A run of records:
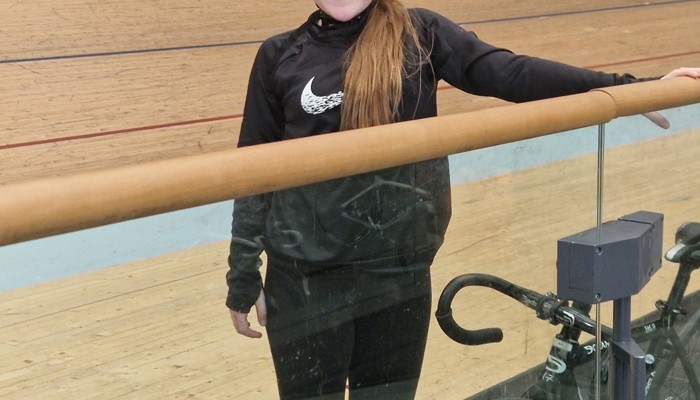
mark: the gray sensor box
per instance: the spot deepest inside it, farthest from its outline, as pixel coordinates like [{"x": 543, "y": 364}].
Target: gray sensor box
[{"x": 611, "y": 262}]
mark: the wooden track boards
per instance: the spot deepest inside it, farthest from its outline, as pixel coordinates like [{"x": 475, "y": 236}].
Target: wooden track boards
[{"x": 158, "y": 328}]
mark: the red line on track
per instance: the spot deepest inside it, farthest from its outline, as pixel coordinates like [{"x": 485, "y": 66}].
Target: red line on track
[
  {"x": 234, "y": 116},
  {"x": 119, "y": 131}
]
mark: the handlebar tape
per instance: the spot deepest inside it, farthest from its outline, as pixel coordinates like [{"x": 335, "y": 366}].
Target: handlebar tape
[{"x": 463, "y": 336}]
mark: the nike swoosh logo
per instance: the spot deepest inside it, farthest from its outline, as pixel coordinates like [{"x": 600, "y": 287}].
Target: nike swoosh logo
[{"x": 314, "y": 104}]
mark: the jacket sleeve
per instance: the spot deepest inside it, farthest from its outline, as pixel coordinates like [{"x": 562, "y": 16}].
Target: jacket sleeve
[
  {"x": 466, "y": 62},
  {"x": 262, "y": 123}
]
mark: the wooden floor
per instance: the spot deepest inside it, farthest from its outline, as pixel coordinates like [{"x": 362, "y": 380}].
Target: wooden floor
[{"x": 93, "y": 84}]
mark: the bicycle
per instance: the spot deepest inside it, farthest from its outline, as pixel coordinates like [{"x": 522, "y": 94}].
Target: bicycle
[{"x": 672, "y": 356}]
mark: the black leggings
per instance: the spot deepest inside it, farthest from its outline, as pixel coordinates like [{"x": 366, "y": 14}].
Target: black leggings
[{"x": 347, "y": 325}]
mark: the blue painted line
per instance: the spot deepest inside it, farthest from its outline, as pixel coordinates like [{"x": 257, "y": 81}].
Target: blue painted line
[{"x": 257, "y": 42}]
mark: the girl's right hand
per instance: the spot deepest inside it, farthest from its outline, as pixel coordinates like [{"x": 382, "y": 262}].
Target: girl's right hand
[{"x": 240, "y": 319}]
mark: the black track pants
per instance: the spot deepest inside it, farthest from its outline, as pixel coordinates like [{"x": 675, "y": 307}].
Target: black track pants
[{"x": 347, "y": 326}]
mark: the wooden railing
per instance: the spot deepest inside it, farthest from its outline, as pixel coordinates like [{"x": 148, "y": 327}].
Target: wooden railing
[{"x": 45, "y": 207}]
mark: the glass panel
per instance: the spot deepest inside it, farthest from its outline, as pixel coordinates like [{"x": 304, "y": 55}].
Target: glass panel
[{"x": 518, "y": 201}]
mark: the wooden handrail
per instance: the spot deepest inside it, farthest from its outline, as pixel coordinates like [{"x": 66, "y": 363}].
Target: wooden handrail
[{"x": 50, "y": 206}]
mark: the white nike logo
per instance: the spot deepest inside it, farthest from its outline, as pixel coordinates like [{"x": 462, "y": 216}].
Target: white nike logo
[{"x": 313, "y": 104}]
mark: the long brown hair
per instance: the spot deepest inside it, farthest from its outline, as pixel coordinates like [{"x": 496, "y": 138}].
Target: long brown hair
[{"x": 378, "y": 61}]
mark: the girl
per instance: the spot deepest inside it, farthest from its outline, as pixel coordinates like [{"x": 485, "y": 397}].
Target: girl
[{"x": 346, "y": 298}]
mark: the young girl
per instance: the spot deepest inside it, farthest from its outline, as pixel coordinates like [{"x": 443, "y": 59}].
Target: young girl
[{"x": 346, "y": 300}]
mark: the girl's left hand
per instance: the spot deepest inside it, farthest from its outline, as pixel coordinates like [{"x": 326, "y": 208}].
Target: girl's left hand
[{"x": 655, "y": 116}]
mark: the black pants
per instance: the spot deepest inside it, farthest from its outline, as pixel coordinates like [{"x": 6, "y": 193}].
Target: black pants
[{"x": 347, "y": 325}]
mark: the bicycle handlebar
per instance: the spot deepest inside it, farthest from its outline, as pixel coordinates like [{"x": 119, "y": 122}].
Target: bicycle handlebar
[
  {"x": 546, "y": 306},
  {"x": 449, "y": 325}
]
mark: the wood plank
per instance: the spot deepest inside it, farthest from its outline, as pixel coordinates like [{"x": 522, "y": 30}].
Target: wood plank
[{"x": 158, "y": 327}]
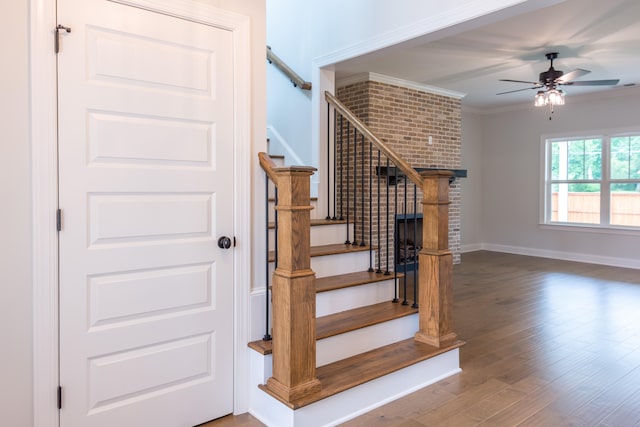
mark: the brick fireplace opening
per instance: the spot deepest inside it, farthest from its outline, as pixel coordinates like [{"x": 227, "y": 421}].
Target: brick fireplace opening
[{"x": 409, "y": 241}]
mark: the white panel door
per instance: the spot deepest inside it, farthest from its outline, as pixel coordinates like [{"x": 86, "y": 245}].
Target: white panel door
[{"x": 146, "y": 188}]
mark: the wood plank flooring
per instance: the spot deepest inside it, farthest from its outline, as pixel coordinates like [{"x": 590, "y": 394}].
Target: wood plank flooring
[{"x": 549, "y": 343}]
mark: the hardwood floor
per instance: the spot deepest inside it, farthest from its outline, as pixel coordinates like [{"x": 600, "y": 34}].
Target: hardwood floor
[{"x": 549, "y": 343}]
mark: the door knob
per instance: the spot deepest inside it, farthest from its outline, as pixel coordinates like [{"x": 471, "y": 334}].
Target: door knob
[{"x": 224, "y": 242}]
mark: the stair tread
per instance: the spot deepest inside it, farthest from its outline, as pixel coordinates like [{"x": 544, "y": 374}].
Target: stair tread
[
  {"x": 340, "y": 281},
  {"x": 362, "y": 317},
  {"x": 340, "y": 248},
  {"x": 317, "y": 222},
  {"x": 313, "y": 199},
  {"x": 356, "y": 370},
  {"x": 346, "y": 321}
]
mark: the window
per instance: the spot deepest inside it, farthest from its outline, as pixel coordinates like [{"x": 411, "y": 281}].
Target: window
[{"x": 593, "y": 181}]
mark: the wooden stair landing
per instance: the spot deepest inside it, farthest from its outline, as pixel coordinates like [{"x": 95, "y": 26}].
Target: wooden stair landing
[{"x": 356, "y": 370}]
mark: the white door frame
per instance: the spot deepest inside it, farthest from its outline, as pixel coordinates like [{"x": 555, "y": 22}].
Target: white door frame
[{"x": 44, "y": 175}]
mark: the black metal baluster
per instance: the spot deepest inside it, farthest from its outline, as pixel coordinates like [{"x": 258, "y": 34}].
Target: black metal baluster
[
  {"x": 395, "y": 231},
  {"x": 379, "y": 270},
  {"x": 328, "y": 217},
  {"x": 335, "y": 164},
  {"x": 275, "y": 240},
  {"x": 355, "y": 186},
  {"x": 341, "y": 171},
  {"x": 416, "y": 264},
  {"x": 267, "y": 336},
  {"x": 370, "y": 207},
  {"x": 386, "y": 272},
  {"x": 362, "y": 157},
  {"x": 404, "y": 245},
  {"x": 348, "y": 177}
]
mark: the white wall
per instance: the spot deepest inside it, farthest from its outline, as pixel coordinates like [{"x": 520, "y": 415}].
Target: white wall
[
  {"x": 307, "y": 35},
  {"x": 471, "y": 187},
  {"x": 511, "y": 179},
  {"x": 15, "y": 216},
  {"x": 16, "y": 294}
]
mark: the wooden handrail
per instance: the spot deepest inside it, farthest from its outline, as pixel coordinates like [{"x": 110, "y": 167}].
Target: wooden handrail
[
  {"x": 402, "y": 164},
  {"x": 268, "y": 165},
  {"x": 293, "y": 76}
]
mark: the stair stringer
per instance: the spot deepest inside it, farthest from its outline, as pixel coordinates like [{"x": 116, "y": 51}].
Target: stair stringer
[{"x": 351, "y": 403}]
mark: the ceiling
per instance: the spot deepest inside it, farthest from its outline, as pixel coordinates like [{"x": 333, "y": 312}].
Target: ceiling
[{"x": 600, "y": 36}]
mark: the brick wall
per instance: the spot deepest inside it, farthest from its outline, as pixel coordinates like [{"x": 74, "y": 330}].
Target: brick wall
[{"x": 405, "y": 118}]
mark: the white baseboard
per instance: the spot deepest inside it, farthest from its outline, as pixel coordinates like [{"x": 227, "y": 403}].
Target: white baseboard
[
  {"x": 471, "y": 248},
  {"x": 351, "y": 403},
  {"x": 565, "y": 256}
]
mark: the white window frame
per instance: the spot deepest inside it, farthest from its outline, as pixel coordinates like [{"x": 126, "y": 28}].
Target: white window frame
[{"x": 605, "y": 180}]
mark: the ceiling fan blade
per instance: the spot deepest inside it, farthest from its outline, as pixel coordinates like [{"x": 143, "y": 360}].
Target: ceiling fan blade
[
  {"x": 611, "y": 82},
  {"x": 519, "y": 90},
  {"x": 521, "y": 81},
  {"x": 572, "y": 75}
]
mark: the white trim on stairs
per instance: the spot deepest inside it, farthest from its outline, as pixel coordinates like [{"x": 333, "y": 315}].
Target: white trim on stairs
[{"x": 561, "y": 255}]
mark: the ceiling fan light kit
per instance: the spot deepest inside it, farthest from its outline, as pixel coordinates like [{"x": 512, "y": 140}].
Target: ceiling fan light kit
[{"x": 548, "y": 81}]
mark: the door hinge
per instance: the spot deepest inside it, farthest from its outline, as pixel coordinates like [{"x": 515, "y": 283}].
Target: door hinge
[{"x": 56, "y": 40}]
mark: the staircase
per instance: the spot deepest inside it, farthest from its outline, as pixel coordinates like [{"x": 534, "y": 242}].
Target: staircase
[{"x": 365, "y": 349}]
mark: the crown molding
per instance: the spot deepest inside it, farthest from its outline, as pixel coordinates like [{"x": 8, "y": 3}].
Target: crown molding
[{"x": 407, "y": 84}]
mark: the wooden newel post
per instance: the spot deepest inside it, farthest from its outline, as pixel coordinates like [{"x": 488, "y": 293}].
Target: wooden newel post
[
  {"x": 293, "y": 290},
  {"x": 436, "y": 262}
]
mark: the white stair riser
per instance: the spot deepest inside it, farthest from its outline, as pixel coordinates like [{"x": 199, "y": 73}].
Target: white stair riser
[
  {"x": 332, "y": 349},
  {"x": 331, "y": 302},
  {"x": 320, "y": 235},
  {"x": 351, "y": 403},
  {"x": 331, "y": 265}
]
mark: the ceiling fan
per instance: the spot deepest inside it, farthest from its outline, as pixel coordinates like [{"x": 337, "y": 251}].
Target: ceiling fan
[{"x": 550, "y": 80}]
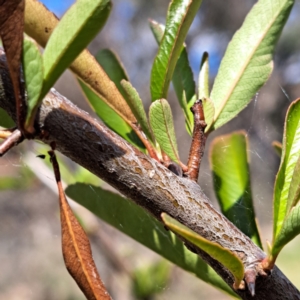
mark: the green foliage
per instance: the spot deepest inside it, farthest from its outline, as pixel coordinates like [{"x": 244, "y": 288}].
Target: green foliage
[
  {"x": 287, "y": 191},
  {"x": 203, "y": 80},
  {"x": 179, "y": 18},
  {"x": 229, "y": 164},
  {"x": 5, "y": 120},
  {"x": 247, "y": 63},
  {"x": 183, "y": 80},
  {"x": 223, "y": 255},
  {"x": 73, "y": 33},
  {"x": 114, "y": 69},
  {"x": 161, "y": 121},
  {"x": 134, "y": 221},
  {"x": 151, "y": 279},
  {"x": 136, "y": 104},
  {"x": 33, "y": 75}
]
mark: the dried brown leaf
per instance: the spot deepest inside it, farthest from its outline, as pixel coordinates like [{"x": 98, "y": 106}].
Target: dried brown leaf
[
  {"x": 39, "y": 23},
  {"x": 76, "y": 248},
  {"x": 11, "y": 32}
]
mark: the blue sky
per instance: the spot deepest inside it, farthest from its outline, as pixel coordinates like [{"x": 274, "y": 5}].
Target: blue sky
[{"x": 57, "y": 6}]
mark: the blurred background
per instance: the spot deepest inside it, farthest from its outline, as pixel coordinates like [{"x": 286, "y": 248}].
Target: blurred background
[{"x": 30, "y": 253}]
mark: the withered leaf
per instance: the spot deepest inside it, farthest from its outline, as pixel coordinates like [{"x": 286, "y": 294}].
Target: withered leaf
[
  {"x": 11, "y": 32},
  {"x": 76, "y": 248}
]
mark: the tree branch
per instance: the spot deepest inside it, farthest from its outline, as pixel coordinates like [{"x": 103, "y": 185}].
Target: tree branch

**Task brief:** The required output is the span of lines from the one containing "mark: the blue sky" to the last line, reproduced character for character.

**Complete answer:**
mark: the blue sky
per instance: the spot deepest inside it, farthest from its outline, as pixel coordinates like [{"x": 274, "y": 5}].
Target: blue sky
[{"x": 57, "y": 6}]
mark: the blurred background
per instance: the spot deepest inside it, farthest from its outline, as pixel coordinates like [{"x": 286, "y": 248}].
Target: blurred background
[{"x": 30, "y": 253}]
mark: the withered leaf
per instance: the spot deepest inside it, farthest from its outline, as pixel coordinates like [{"x": 286, "y": 294}].
Target: withered leaf
[
  {"x": 11, "y": 32},
  {"x": 76, "y": 248}
]
mark: the tree branch
per instance: the spot deepest inside it, farthest from its outline, as pixel coordinates like [{"x": 103, "y": 185}].
Target: tree branch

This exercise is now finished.